• GOAL: Reproduce only the lines that run from the line with "Would you be able to pick out the hanging" to the last line of the material, both ends included, exactly as they appear.
%%
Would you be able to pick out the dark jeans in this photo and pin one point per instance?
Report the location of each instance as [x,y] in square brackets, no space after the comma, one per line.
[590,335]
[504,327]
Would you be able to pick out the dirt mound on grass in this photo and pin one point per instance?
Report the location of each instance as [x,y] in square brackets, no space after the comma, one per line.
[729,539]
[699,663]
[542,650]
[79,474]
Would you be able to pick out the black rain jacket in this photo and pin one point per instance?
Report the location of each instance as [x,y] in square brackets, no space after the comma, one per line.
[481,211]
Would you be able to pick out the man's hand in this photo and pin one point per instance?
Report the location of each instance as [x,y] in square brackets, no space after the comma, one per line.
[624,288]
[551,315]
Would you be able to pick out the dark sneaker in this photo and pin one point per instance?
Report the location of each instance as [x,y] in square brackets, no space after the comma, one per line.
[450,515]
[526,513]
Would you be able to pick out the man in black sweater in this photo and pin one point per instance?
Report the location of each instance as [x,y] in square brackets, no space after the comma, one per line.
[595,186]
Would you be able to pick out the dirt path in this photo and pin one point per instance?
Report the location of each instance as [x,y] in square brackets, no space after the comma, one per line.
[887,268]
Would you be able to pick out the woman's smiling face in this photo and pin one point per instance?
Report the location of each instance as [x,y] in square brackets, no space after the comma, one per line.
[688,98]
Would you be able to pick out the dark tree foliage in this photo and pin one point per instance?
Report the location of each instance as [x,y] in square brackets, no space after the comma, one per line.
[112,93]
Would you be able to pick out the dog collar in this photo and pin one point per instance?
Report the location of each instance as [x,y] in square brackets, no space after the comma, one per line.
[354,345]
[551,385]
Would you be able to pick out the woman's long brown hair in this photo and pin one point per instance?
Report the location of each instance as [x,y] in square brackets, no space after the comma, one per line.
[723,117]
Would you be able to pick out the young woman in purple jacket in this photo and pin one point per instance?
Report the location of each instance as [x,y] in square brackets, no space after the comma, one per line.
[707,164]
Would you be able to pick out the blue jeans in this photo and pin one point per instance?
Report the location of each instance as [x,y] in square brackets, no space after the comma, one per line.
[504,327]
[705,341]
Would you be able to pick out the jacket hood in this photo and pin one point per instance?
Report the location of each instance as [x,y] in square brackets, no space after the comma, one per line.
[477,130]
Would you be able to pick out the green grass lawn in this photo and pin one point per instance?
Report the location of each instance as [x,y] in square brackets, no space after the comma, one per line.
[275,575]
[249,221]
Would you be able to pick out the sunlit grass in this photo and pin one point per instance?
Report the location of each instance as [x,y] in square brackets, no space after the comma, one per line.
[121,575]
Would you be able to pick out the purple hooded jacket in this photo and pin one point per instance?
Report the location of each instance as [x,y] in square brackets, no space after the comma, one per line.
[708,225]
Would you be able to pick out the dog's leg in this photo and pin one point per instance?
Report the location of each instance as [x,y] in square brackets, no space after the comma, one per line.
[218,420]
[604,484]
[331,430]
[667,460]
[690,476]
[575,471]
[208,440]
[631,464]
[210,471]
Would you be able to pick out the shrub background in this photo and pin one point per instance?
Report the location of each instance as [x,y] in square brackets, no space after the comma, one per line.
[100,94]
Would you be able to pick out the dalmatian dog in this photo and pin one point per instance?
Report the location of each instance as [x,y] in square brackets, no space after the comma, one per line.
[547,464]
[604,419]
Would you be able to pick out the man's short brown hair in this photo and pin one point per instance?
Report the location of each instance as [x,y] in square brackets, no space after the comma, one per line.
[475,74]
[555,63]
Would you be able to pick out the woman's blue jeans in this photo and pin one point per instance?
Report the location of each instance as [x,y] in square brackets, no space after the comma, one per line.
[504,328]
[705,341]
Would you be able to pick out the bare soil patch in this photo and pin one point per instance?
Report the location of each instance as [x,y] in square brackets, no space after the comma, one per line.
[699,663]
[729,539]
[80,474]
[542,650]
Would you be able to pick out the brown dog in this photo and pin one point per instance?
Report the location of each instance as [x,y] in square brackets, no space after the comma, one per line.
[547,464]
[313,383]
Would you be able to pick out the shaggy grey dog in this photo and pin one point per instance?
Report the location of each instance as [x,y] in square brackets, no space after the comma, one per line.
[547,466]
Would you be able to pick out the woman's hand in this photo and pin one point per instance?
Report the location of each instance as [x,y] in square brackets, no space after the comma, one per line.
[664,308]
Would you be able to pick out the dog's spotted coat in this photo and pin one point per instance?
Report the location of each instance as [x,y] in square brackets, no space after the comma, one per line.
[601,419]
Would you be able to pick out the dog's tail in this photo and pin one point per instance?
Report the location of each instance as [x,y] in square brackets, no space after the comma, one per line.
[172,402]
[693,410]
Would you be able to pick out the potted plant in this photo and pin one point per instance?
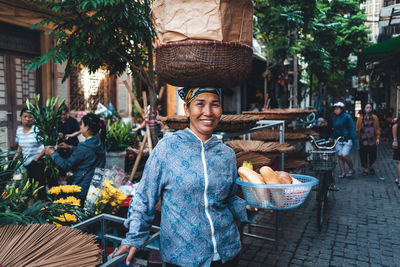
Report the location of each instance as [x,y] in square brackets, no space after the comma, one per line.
[118,137]
[47,119]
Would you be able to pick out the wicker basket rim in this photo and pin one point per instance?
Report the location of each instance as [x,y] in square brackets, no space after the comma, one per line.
[225,118]
[280,112]
[205,42]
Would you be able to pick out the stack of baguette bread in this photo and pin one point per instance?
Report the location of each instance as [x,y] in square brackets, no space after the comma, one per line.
[267,176]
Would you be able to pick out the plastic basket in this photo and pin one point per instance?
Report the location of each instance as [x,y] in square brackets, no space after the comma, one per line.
[278,196]
[323,160]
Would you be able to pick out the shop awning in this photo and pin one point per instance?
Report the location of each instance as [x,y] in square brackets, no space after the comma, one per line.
[379,51]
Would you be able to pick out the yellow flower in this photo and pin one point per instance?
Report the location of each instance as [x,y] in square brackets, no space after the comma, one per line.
[69,200]
[4,195]
[69,189]
[66,217]
[108,183]
[55,190]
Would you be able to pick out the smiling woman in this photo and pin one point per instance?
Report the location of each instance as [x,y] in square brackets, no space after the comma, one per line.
[195,174]
[204,112]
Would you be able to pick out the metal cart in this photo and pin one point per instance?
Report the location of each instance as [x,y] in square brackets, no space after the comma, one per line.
[105,237]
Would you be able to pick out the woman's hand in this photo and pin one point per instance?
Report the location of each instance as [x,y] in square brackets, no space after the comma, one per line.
[48,151]
[250,208]
[126,249]
[38,156]
[64,145]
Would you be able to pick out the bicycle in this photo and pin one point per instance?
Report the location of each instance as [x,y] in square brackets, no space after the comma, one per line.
[323,162]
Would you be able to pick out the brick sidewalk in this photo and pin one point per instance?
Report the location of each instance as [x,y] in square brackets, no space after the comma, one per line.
[362,225]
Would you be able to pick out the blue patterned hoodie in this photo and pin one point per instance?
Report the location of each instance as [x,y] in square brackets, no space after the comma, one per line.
[196,182]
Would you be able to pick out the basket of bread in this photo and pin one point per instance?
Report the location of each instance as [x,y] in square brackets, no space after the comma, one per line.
[271,189]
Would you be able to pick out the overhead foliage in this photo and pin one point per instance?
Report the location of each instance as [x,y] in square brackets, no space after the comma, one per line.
[323,33]
[99,34]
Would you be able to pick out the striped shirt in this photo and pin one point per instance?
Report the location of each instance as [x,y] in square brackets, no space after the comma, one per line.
[28,143]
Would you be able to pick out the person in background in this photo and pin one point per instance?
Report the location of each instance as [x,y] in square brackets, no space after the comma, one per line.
[193,173]
[69,128]
[87,156]
[343,125]
[32,151]
[396,154]
[368,132]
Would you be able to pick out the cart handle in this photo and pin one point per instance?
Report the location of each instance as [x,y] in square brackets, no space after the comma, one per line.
[317,144]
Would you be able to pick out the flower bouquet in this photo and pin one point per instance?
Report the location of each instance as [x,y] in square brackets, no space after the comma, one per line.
[66,195]
[107,191]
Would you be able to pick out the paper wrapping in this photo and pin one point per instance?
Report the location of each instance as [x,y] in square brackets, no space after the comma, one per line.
[216,20]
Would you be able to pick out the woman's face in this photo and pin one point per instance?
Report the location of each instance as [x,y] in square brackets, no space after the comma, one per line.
[26,119]
[368,108]
[84,129]
[338,111]
[204,113]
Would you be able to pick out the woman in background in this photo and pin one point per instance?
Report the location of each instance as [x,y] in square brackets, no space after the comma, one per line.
[343,126]
[368,133]
[87,156]
[32,151]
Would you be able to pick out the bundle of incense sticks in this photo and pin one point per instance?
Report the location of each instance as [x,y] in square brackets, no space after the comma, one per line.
[47,245]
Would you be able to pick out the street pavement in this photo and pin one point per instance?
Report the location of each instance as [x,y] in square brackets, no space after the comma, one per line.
[362,225]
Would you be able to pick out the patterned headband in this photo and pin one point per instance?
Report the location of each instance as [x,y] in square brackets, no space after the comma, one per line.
[188,94]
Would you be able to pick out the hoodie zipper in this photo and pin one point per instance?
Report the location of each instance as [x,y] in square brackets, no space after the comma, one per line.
[203,158]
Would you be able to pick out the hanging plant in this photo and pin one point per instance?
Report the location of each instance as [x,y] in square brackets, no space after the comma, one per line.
[119,136]
[47,119]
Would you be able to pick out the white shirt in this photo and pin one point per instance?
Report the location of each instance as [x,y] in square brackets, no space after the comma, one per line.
[28,143]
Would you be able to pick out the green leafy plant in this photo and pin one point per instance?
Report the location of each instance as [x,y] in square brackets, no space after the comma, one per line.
[47,119]
[119,136]
[8,166]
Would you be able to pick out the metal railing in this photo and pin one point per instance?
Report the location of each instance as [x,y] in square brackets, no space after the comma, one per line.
[103,219]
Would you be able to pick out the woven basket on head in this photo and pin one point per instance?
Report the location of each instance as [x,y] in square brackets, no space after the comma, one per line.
%%
• EXERCISE OUTPUT:
Would you be able to pick out the hanging plant in this photo and pin one point per instance?
Report the location of each instance as [x,y] in square brackets, no space after the comma, one per line.
[119,136]
[47,119]
Would you be able to pick out the white shirt in this photo and pin one point per instance?
Report the location of each instance as [x,y] in square brackets, no space after the comma, one per line.
[28,143]
Would you be able to pick out the green leafy plant in this photo and pin one point per instance?
Report the location of each instance as [x,y] in square brackets, no space after the comma, one per line.
[47,119]
[119,136]
[8,166]
Would you be able to pick out the metal railing in this photo and pin one point per instance?
Report the location of each instance as [x,y] in square brackets, no space after the comma, one per line.
[103,219]
Would you be able to pick out the woven basket on head in this photo and pin one point per instance?
Report the location of each instance as [x,y] in square brackets, no space after the comma, one per line.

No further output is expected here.